-- Start Supplied data --

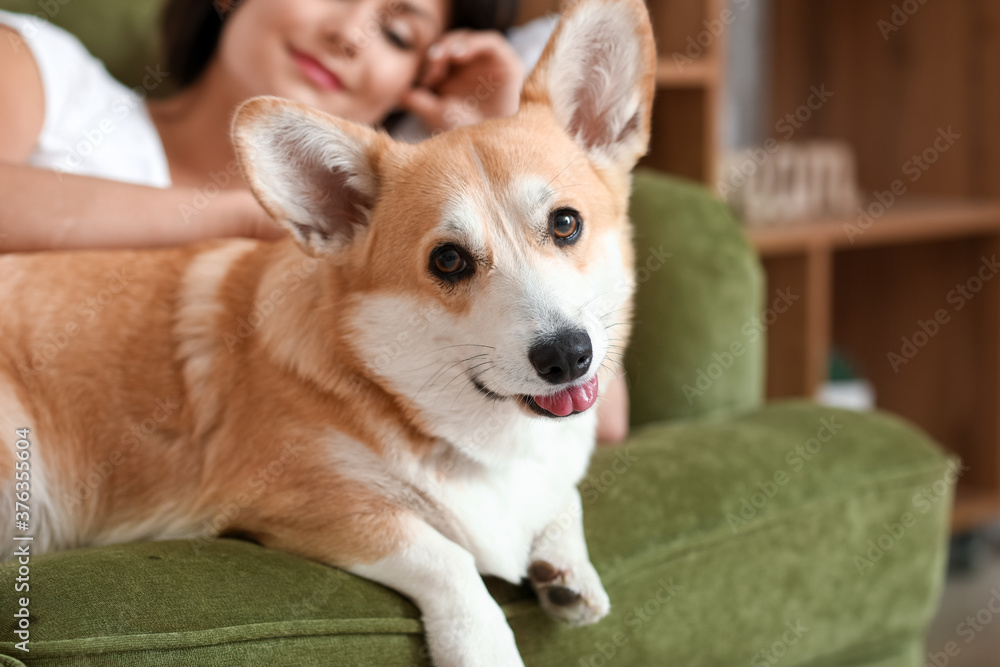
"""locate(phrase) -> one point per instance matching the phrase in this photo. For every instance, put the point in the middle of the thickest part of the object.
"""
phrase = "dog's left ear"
(315, 174)
(598, 74)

-- End Supplied data --

__The problem__: Rewrite the lines of every entry above as a numbered list, omitting blank lines and leaving out the pictures.

__Written response__:
1. """locate(phrase) -> one point per instance matching the phrase in this photo. For every instance, put the point in the middle of the thickest part of the object.
2. """
3. phrase = "dog's left ear"
4. (315, 174)
5. (598, 74)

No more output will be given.